▸ **WHAT YOU WILL DO**:
What is needed is an exact transcription of the listing, with the images removed.

▸ **DATA RECORDS**:
>>>

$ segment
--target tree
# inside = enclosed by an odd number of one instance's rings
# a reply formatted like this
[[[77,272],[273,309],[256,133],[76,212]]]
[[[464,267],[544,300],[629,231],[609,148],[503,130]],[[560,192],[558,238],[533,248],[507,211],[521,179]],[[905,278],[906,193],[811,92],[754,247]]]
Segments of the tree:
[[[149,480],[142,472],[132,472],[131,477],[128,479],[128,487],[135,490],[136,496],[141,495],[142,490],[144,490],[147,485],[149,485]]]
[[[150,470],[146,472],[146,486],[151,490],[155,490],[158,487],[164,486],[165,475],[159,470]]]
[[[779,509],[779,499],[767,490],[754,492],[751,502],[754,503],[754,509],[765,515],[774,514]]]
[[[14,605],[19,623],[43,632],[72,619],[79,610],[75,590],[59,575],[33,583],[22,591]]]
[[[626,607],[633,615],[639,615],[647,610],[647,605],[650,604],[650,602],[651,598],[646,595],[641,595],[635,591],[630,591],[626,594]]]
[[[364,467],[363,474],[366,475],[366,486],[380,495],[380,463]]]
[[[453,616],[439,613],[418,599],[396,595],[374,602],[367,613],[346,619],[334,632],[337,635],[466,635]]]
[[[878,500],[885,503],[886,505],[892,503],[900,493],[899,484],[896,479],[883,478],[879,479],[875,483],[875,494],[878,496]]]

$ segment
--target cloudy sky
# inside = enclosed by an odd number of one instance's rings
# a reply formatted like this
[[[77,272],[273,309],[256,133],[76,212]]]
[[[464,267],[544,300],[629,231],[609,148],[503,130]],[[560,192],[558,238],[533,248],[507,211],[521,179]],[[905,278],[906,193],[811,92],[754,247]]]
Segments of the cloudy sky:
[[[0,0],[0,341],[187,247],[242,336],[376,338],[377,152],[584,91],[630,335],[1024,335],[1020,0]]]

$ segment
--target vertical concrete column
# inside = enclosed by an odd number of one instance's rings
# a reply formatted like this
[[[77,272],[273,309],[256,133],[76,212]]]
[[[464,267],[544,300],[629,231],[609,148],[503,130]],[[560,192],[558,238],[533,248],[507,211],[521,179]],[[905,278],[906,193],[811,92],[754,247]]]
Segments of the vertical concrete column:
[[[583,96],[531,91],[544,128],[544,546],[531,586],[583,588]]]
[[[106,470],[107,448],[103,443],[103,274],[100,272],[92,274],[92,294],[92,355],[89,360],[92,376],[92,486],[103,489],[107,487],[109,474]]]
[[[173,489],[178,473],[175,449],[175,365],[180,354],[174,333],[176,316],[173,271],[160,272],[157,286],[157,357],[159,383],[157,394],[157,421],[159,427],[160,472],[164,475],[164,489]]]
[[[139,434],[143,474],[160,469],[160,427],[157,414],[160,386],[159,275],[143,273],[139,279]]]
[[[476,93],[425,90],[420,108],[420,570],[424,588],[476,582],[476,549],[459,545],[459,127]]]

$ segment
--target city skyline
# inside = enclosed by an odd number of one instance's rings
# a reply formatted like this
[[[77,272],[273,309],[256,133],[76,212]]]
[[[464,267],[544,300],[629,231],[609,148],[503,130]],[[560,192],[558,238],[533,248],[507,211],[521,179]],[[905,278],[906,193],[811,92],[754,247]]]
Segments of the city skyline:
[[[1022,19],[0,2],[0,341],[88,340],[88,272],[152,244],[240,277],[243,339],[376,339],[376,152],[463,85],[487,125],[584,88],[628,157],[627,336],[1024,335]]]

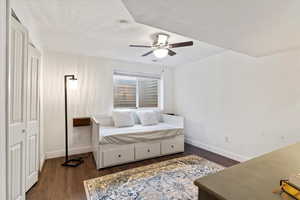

<<<

▸ **ANSWER FOR THIS EXERCISE**:
$ segment
--target tree
# inside = enclosed by an odd number of one instance's rings
# a reply formatted like this
[[[77,272],[273,309],[256,133],[76,212]]]
[[[464,267],[544,300],[629,231],[609,148],[503,130]],[[560,192],[558,238],[533,248],[507,211],[521,179]],[[905,278],[906,193],[811,92],[754,247]]]
Segments of the tree:
[[[149,480],[142,472],[132,472],[131,477],[128,479],[128,487],[135,490],[136,496],[141,495],[142,490],[144,490],[147,485],[149,485]]]
[[[150,470],[146,472],[146,486],[151,490],[155,490],[158,487],[164,486],[165,475],[159,470]]]
[[[779,509],[779,499],[767,490],[754,492],[751,502],[754,503],[754,509],[765,515],[774,514]]]
[[[14,605],[19,623],[43,632],[72,619],[79,610],[75,590],[59,575],[33,583],[22,591]]]
[[[626,607],[633,615],[639,615],[647,610],[647,605],[650,604],[650,602],[651,598],[646,595],[641,595],[635,591],[630,591],[626,594]]]
[[[364,467],[363,474],[366,475],[366,486],[380,495],[380,463]]]
[[[453,616],[439,613],[418,599],[396,595],[374,602],[367,613],[346,619],[334,632],[337,635],[466,635]]]
[[[878,500],[885,503],[886,505],[892,503],[900,493],[899,484],[896,479],[883,478],[879,479],[875,483],[875,494],[878,496]]]

$ segment
--target cloudy sky
# inside = enclosed by an odd number of one instance's rings
# a reply formatted like this
[[[77,272],[273,309],[256,133],[76,212]]]
[[[464,267],[544,300],[629,231],[609,148],[503,130]],[[560,192],[558,238],[533,248],[507,211],[521,179]],[[905,278],[906,193],[811,92],[754,247]]]
Segments of the cloudy sky:
[[[0,0],[0,341],[187,247],[242,336],[376,338],[377,152],[584,91],[630,335],[1024,335],[1020,0]]]

$ segment
--target vertical concrete column
# inside = enclosed by an odd number of one instance's rings
# a reply formatted like this
[[[77,272],[273,309],[256,133],[76,212]]]
[[[464,267],[544,300],[629,231],[609,148],[503,130]],[[560,192],[558,238],[533,248],[507,211],[521,179]],[[905,278],[906,193],[811,92],[754,247]]]
Segments of the vertical concrete column:
[[[583,96],[531,91],[544,128],[544,546],[531,586],[583,588]]]
[[[106,470],[107,448],[103,443],[103,274],[100,272],[92,274],[92,294],[92,355],[89,360],[92,376],[92,486],[103,489],[107,487],[109,474]]]
[[[173,489],[178,473],[175,449],[175,365],[180,354],[174,333],[176,316],[173,271],[160,272],[157,286],[157,357],[159,383],[157,394],[157,421],[159,427],[160,472],[164,475],[164,489]]]
[[[139,434],[143,474],[160,469],[160,427],[157,414],[160,386],[159,275],[143,273],[139,279]]]
[[[476,93],[425,90],[420,108],[420,570],[424,588],[476,582],[476,549],[459,545],[459,127]]]

$ segment
--target city skyline
# inside = enclosed by an odd number of one instance's rings
# a reply formatted like this
[[[77,272],[273,309],[256,133],[76,212]]]
[[[464,267],[544,300],[629,231],[609,148],[503,130]],[[560,192],[558,238],[533,248],[507,211],[521,179]],[[905,278],[906,193],[811,92],[754,247]]]
Segments of the city skyline:
[[[1022,19],[0,2],[0,341],[88,340],[88,272],[152,244],[240,277],[243,339],[376,339],[376,152],[463,85],[487,125],[584,88],[628,157],[627,336],[1024,335]]]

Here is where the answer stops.